PROBLEM ->
Copy the material below word for word, keeping every line and character unchanged.

INPUT ROWS ->
— BEGIN —

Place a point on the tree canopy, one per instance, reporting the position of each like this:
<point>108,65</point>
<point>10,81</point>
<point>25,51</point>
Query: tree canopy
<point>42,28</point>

— END —

SOLUTION TO THIS TASK ->
Place a point on the tree canopy, one per instance, reporting the position of each like this:
<point>108,65</point>
<point>10,81</point>
<point>25,51</point>
Query: tree canopy
<point>42,28</point>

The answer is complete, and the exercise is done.